[AVAILABLE RECORDS]
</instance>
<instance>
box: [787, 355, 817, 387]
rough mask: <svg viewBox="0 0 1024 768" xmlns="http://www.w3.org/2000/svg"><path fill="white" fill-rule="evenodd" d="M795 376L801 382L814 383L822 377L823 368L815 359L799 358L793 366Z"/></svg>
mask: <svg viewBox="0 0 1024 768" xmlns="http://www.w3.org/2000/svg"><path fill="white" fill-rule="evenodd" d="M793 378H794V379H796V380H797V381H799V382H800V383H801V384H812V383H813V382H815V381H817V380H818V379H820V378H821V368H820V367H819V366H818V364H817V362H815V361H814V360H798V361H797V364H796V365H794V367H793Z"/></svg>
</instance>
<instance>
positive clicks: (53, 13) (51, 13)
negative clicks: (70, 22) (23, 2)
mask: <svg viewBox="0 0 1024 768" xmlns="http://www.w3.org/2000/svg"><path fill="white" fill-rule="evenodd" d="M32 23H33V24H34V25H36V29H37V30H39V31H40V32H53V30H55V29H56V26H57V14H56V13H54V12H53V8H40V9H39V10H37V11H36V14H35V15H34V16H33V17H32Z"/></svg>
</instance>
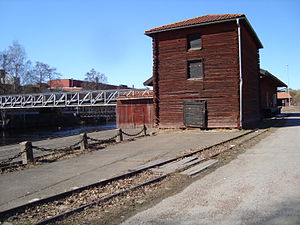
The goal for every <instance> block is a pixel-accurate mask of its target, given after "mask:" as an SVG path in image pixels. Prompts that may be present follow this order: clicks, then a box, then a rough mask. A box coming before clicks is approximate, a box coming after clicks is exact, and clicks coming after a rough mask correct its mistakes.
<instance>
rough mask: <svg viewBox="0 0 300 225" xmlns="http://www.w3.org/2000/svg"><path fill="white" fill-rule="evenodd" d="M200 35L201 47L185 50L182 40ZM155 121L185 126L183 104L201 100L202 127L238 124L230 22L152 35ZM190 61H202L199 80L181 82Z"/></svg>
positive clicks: (186, 41) (237, 38)
mask: <svg viewBox="0 0 300 225" xmlns="http://www.w3.org/2000/svg"><path fill="white" fill-rule="evenodd" d="M195 33H200V34H201V38H202V48H201V49H200V50H192V51H189V50H187V49H188V46H187V43H188V41H187V36H188V35H189V34H195ZM151 37H152V38H153V85H154V87H153V88H154V92H155V94H154V103H155V116H156V123H157V124H159V127H161V128H181V127H186V125H185V123H184V102H186V101H187V100H199V101H205V102H206V113H207V115H206V117H207V127H208V128H218V127H231V128H234V127H238V126H239V57H238V35H237V26H236V22H235V21H232V22H227V23H219V24H210V25H206V26H199V27H194V28H186V29H179V30H173V31H166V32H161V33H155V34H152V35H151ZM190 60H201V61H202V62H203V72H204V77H203V78H202V79H187V73H188V66H187V62H188V61H190Z"/></svg>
[/AVAILABLE RECORDS]
→ YOUR GOAL: Starting from the first line of the entries, write them out again unchanged, stopping after the line that contains "376L801 382L814 383L822".

→ EXERCISE SOLUTION:
</instance>
<instance>
box: [787, 355, 817, 387]
rough mask: <svg viewBox="0 0 1024 768" xmlns="http://www.w3.org/2000/svg"><path fill="white" fill-rule="evenodd" d="M795 376L801 382L814 383L822 377L823 368L815 359L799 358L793 366Z"/></svg>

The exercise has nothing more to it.